Text →
Books I read in 2017
Following what John Sonmez is doing, I will start listing the books that I read at the end of each year…
“Growing Object-Oriented Software, Guided By Tests” (GOOS) by Steve Freeman and Nat Pryce
Learned about what they call Outside-In TDD (Or London School of TDD as what Emily Bache calls it) — writing both End-to-End tests (also called functional tests or acceptance tests by others) and writing unit tests at the same time.
(Secret: I skipped some chapters in Part III because there are lots of code already and I find it hard to follow. I only wanted to glean general ideas during the time that I read this. But this book is a classic, so I’m going to read this again… later…)
Test-Driven Development with Python (first seven chapters only)
“Computer Science Distilled” by Wladston Filho
Working Effectively with Legacy Code by Michael Feathers (only the first eight chapters for now, and chapter 16)
The authors of GOOS recommended this book.

A block of data →
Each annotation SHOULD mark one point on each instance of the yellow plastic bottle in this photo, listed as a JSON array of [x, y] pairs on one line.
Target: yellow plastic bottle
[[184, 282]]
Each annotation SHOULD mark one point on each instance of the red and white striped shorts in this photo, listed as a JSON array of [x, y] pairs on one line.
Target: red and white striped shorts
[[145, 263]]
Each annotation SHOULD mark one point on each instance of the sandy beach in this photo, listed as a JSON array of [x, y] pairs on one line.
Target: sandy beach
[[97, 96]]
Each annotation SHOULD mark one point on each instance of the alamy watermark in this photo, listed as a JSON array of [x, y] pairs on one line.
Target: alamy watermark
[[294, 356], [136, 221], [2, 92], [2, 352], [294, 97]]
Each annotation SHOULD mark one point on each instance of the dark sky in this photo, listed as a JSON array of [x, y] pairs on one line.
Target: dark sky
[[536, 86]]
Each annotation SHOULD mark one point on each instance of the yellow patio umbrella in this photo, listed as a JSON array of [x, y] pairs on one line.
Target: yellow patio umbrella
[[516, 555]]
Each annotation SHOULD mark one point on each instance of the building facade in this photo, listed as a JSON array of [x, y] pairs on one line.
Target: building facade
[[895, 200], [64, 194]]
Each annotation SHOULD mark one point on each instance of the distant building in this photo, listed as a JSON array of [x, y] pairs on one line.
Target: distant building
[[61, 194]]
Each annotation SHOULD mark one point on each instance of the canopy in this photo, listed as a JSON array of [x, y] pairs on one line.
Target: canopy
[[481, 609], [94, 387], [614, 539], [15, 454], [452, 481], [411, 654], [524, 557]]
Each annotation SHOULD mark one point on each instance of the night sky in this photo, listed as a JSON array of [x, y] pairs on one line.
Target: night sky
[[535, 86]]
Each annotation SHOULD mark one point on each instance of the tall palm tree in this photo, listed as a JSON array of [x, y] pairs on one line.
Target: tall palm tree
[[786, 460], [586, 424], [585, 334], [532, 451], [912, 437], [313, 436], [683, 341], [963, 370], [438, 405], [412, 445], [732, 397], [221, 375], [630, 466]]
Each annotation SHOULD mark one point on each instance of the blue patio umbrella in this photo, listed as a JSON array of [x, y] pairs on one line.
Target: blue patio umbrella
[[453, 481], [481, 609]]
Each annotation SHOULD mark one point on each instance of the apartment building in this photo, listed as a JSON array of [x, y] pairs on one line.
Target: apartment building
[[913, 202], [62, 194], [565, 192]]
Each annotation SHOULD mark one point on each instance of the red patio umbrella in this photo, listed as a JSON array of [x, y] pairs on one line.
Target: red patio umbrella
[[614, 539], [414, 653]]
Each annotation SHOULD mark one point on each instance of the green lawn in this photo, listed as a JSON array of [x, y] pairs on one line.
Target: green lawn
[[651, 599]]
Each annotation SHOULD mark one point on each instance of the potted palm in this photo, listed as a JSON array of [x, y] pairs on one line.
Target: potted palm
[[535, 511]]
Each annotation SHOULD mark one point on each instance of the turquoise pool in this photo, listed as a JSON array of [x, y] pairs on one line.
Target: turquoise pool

Set problem A → From the 2017 reading list, give again the passage starting with "Test-Driven Development with" and going on through "recommended this book.".
Set problem B → In the 2017 reading list, what name does Emily Bache use for Outside-In TDD?
Set problem C → Pick up the 2017 reading list where it stops and keep writing it.

Expected answer A →
Test-Driven Development with Python (first seven chapters only)
“Computer Science Distilled” by Wladston Filho
Working Effectively with Legacy Code by Michael Feathers (only the first eight chapters for now, and chapter 16)
The authors of GOOS recommended this book.

Expected answer B → London School of TDD

Expected answer C →
Also, I heard/read Martin Fowler said that books like this one is very important because most programmers do not go to software development jobs and be involved in starting new projects. Most software projects out there are in the maintenance phase. Books like this is very valuable to programmers involved in these kinds of projects.
Clean Architecture (Rough Cuts - September 2016) by Robert C. Martin (using Safari Books Online)
You can also learn the things presented here in Uncle Bob’s blog posts and talks on Clean Architecture. But a book is more structured and complete, of course.
The Clean Coder by Robert C. Martin (using Safari Books Online)
Uncle Bob Martin experienced being fired from work when he was still young!
Free version of Square One: The Foundations of Knowledge by Steve Patterson
Free version of What’s the Big Deal About Bitcoin? by Steve Patterson
Lampara Books Illustrated Classics Collection’s “A Tale of Two Cities” by Charles Dickens, condensed by Ma. Renita Diano Ramos
This is actually a book for children which I saw at National Bookstore. I just became interested with this because I saw this “A Tale of Two” phrase from one of Eddie Bush’s articles and from chapter two of Uncle Bob Martin’s book “Clean Architecture” — The title of chapter two was “A Tale of Two Values”. I was curious about the the origin of this “Tale of Two” phrase.
A very good story. It is about sacrifice… for someone you love, perhaps… for freedom… for a better future… for the next generation… Yes! The reason why this story is a classic.
Only a few books huh!?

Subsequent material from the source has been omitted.